Given text:

——————

21.4. The Seller shall not be bound by any attempt by any person to restrict, limit or prohibit its lien or liens attaching to a Vessel unless notice in writing of the same is given to the Seller in the initial order for Product and before the Seller sends its Confirmation Note to the Buyer. Any notice of such restriction given by Buyer, its agents, ship’s personnel or other person later than in the initial order shall not effect a modification of the terms and conditions of sale except that any granting of credit by the Seller is rescinded on receipt of the notice, with full payment then due. 

22. Claims and Disputes 

22.1. The quantity of Product delivered shall be determined in accordance with Clause 7. Any claim regarding the quality of the Product delivered shall be notified verbally as well as in writing by the Buyer to the Seller as soon as practicable at the conclusion of the delivery of the Bunker Fuels while the delivery hoses are still connected. If written notice is not made within 96 hours of delivery, any such claim shall be deemed to be waived and barred. A notification provided to the Physical Supplier shall not qualify as notice under this clause. 

(a) For bulk deliveries, delivery barges, wagons and vehicles must be checked by the Buyer by tank dipping to measure the contents and ensure full turnout. 

(b) Flow meters must be checked by the Buyer for seals, correct settings and calibration, and general condition. All of these checks must be carried out by the Buyer before and after delivery of Product and each barge, wagon or vehicle tank load. 

(c) The delivery of the Product must be supervised by the Buyer at all times and care must be taken in ensuring that all documentation is complete and accurate before signing for the delivery. Any discrepancies must be recorded on the Physical Supplier’s delivery receipt. 

(d) The Seller will not accept a claim for short delivery based upon figures obtained by measuring Product in the Vessel’s tanks. 

22.2. It is the Buyer’s responsibility to ensure that such written notice is received by the Seller and confirmation of receipt is required. Regardless of whether a claim or dispute has arisen or is anticipated, the Buyer must always give prompt notice to the Seller of any discrepancy, error or omission present in any form or document tendered, submitted or produced by the Physical Supplier and of any unusual occurrence relating to the Delivery. 

22.3. To enable the Seller to investigate a claim the notice must give sufficient information for the Seller to be able to identify the relevant transactions, the nature of the complaint and the loss or damage alleged. Any notice which does not give such sufficient information will not be valid. For the same reasons, the Buyer must provide a full and complete response to any and all questions, enquiries and requests made of it by the Seller concerning the claim and matters relating thereto. 

22.4. It is the Buyer’s responsibility to ensure the Products tendered for Delivery are those which are required by the Vessel and that the Products are delivered into the correct tank and the must check that all documentation is in order and to note discrepancies on the Physical Supplier’s delivery receipt before signing and stamping.

——————

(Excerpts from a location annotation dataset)
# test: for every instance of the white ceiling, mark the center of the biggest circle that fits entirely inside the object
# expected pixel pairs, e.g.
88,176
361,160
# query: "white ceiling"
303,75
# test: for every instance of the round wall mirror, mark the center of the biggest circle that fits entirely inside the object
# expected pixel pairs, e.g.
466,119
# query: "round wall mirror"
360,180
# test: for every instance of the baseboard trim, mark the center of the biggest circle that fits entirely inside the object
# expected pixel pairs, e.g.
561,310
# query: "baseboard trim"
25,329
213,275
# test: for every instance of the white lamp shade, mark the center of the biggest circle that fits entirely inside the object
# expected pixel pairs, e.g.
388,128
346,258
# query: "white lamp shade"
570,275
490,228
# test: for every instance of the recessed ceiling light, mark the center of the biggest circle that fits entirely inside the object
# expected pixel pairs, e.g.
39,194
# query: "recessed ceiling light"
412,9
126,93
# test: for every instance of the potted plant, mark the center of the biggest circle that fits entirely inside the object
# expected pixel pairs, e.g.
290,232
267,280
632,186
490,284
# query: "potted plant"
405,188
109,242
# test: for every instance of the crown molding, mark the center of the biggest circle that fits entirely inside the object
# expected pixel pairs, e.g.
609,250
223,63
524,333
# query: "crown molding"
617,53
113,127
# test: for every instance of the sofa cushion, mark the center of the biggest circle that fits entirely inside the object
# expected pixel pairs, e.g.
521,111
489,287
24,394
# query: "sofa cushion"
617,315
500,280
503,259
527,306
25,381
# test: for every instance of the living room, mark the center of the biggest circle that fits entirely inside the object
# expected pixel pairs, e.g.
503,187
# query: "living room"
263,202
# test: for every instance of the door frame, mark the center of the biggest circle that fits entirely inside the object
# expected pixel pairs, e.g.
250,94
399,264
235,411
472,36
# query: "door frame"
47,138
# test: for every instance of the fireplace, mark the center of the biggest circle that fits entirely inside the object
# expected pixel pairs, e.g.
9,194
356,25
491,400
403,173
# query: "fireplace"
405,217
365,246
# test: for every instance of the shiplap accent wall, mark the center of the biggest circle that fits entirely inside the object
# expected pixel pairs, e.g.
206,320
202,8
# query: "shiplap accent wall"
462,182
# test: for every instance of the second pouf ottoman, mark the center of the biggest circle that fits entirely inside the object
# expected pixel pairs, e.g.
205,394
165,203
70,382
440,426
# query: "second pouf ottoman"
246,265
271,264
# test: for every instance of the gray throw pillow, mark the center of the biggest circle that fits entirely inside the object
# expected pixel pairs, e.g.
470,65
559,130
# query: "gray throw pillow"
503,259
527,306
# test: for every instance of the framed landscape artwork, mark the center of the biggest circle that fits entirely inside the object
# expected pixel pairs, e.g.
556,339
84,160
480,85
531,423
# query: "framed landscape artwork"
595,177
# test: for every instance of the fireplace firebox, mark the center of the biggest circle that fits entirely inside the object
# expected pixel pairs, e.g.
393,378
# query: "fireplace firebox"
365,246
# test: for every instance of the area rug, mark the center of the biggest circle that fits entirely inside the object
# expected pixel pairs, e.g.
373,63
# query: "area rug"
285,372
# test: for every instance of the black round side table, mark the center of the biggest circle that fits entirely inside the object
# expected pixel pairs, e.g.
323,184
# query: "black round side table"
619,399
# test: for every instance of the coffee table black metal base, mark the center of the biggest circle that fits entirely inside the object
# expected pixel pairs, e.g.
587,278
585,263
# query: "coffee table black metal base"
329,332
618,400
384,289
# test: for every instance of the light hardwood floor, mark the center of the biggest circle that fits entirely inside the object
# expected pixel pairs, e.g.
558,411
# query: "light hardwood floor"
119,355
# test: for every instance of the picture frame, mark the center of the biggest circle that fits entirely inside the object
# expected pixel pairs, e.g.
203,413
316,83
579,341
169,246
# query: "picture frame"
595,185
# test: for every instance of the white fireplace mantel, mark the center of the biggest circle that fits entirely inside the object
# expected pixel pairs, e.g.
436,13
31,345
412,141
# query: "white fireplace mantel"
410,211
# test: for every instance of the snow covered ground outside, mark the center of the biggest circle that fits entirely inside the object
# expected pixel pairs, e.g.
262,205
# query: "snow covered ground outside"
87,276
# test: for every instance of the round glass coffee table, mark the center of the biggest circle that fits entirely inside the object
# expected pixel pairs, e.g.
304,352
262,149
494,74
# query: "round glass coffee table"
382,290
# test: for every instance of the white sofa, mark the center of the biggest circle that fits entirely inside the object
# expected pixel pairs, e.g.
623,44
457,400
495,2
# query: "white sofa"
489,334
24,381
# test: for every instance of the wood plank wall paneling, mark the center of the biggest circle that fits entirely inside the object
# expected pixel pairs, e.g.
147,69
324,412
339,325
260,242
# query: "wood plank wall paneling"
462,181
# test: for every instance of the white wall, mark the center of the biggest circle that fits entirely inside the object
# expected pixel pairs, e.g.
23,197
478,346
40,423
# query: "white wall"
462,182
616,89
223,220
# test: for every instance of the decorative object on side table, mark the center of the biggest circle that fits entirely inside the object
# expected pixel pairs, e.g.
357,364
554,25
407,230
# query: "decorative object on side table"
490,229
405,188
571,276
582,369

——————

Task list:
a. Select each line in the rows that contains the string "floor".
b. Write the next part of the bunker fuel sale terms, beginning right after their final sentence.
The bunker fuel sale terms and the rows were taken from separate sources.

Answers given:
a.
# test: for every instance of the light hardwood floor, mark the center of the biggest circle that fits entirely inside the object
# query: "light hardwood floor"

b.
22.5. In the event of the Buyer having grounds to believe that the Product supplied does not accord with the relevant description in the Confirmation Note or is defective, the Buyer shall immediately: 

(i) Take all reasonable steps to mitigate the consequences of having been supplied with possibly defective or incorrect Product. 

(ii) Give notice with full details of the possibly defective or incorrect Product to the Seller together with the Vessel’s position, destination and ETA; the quantities and locations of all bunkers on board the vessel, the rate and quantity of consumption since delivery and the location immediately prior to consumption of bunkers consumed; for each of the three preceding deliveries to the vessel, the quantity, quality and specification of Product supplied, the place and date of supply, and the name of the supplier. 

(iii) Inform the Seller of the whereabouts of the Buyer’s Set of Samples. In the event of a claim lodged by Buyer the Seller shall have the Physical Supplier’s samples analysed by a reputable independent testing laboratory and the results of such analysis shall be binding upon the Parties. 

22.6. If it is alleged that any equipment or machinery has been damaged by defective Product, full details must be given to the Seller at the earliest opportunity and the item must be preserved and made available for inspection on demand, at any reasonable time or times, to the Seller or its representative. The foregoing shall not be considered an undertaking of any liability by the Seller or a waiver of the Seller’s rights. 

22.7. The time limit for receipt by the Seller of notice of a quality claim is seven (7) days from the date of Delivery or such shorter period as is specified in the Confirmation Note.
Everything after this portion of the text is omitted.